>>>>>

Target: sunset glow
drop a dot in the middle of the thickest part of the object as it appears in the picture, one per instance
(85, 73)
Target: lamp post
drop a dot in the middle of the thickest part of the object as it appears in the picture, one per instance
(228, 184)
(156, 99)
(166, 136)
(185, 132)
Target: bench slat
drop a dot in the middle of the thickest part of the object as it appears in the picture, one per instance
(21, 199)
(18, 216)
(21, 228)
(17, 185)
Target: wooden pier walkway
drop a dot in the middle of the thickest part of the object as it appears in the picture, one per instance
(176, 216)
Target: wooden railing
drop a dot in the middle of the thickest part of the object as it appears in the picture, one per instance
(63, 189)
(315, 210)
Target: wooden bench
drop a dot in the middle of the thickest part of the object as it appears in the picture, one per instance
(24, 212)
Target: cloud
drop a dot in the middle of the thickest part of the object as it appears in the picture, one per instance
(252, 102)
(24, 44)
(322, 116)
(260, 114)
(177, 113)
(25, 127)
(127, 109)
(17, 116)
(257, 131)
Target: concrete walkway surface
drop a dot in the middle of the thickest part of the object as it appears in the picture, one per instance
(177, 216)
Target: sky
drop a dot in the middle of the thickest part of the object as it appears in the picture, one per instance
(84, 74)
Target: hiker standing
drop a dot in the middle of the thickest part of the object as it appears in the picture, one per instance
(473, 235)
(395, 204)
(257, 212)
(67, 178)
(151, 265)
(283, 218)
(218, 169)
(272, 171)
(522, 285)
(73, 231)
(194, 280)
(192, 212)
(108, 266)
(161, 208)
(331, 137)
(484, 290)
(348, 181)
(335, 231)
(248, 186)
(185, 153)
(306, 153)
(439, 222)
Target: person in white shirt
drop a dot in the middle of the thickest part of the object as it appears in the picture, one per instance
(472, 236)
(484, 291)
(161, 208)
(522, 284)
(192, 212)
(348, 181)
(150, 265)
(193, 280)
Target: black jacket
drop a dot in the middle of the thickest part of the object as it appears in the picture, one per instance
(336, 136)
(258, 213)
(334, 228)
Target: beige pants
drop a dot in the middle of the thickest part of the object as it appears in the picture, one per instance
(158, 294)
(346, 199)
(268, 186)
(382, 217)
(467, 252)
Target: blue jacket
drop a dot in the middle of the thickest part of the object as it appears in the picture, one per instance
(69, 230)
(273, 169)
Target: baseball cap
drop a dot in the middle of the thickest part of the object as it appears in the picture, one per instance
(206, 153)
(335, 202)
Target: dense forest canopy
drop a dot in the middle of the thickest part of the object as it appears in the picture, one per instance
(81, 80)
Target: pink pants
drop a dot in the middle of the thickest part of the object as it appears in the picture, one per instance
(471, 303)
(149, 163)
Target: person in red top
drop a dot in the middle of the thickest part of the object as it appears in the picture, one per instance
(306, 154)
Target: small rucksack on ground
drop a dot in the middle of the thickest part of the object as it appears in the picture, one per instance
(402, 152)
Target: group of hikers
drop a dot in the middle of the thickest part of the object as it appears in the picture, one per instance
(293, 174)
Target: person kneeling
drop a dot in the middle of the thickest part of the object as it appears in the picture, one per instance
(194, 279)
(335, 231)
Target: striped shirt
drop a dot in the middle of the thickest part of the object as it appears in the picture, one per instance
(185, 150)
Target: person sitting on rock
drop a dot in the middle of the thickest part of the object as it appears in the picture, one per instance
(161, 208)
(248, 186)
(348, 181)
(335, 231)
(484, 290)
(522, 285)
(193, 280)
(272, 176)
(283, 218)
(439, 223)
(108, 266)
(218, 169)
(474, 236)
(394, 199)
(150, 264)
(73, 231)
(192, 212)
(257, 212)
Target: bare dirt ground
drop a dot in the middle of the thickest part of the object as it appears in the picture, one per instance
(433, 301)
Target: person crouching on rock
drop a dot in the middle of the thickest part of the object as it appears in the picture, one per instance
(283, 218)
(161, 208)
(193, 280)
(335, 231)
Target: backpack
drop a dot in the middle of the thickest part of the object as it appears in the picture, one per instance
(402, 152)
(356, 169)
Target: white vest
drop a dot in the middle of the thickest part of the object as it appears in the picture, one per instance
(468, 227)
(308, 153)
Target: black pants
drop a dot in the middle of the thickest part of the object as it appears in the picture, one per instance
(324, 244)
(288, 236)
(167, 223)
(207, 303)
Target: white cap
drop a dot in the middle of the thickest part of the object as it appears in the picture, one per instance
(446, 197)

<<<<<

■ HOW TO COMPLETE THIS TASK
An exact copy of every entry is the expected result.

■ WORKED SOLUTION
Target: sunset glow
drop a dot in the middle of the thickest part of the object as it appears in the picture, one per instance
(85, 73)
Target: lamp post
drop a dot in the middle of the thickest part of the object as it appears in the picture, one per instance
(228, 184)
(156, 99)
(166, 136)
(185, 132)
Target: bench slat
drop a dot in the middle of the thickest part of the object as it appears in the picture, one per instance
(21, 199)
(18, 216)
(21, 228)
(17, 185)
Target: wooden pier walkway
drop a dot in the middle of the thickest part of the object as it appears in the picture, one per instance
(176, 216)
Target: wooden railing
drop a dot in the middle of the thickest part of the object as it appears in the picture, one per instance
(63, 189)
(315, 210)
Target: wooden bench
drop a dot in the middle of the thickest part of the object as it appears in the picture, one per instance
(24, 212)
Target: cloud
drop a dot in the middle of the thickest part of the object as it appears in the picture, one per instance
(252, 102)
(24, 44)
(322, 116)
(260, 114)
(177, 113)
(25, 127)
(127, 109)
(17, 116)
(257, 131)
Target: concrete walkway surface
drop a dot in the middle of the thickest part of the object as it appears in the picture, one per instance
(177, 216)
Target: sky
drop a dot in the middle of the thickest part of the object as it appears in the picture, one per instance
(84, 74)
Target: hiker standing
drop a dot in the middle of the thickest part of the object as it appears in the picture, one per instance
(473, 235)
(395, 204)
(257, 212)
(67, 178)
(151, 265)
(283, 218)
(218, 169)
(272, 171)
(522, 285)
(73, 231)
(194, 280)
(192, 212)
(108, 266)
(161, 208)
(331, 137)
(484, 290)
(348, 181)
(335, 231)
(248, 186)
(185, 153)
(306, 153)
(439, 222)
Target: person in white shirt
drop a dot in the middle of the thickest part of the object as it appears in the picture, one per instance
(472, 236)
(484, 291)
(161, 208)
(522, 284)
(192, 212)
(348, 181)
(150, 265)
(193, 280)
Target: black jacket
drop a dot in the middle of the thickest part of the object as it appears in the picture, one per instance
(336, 136)
(258, 213)
(334, 228)
Target: beige pants
drop a dot in the middle of the thickest part of the object as it appears in the picture, one per instance
(158, 294)
(346, 199)
(268, 186)
(382, 217)
(467, 252)
Target: blue jacket
drop a dot in the middle of the thickest part of the object as it appears in the picture, one per instance
(69, 230)
(273, 169)
Target: baseball cap
drop a dot in the middle of the thickest part of the object as it appears in the picture, one per instance
(206, 153)
(335, 202)
Target: dense forest canopy
drop a dot in the middle of the thickest part of the object as it appears in the picture, one per instance
(81, 80)
Target: pink pants
drop a dot in the middle of the thickest part of the object as it appears in the picture, one per instance
(471, 303)
(149, 163)
Target: person in red top
drop a dot in the middle of the thickest part of the object as it appears in the picture, one per instance
(306, 154)
Target: small rucksack on ground
drop a dot in the middle of the thickest part of the object as it appears in the picture, one per instance
(402, 152)
Target: group of hikers
drop a dot in the middle of the thickest part of the object as it appears in the picture, one per instance
(293, 174)
Target: person kneeling
drop a dot in the middle of the thickest part of the object as it appears in the picture, one per instance
(194, 279)
(335, 231)
Target: striped shirt
drop a dot in the middle of the thickest part of the object as it appears in the picture, one per instance
(185, 150)
Target: person sitting on rock
drop a dot in the middle of the thickest part of the object as it appears in the picture, one per instance
(161, 208)
(248, 186)
(348, 181)
(335, 231)
(484, 290)
(522, 285)
(193, 280)
(272, 176)
(283, 218)
(439, 223)
(108, 266)
(218, 169)
(474, 236)
(394, 199)
(150, 264)
(73, 231)
(192, 212)
(257, 212)
Target: bare dirt ground
drop a dot in the middle of the thickest part of the object as it appears in the picture, one per instance
(433, 301)
Target: person crouching on rock
drop a dot in the middle of the thickest part of the object as it appears in the picture, one per instance
(283, 218)
(161, 208)
(193, 280)
(335, 231)
Target: backpack
drop a dot in the middle of the thickest part of the object as it appears in the picture, one per instance
(402, 152)
(356, 169)
Target: white vest
drop a dot in the middle of the thickest part of the object as it appears in the picture, one per instance
(468, 227)
(308, 153)
Target: black pants
drop a dot in the middle of the thickest part of the object as it appears in the picture, one per instance
(324, 244)
(288, 236)
(167, 223)
(207, 303)
Target: white cap
drop a dot in the middle of the thickest part of the object as it appears in the picture, one per instance
(446, 197)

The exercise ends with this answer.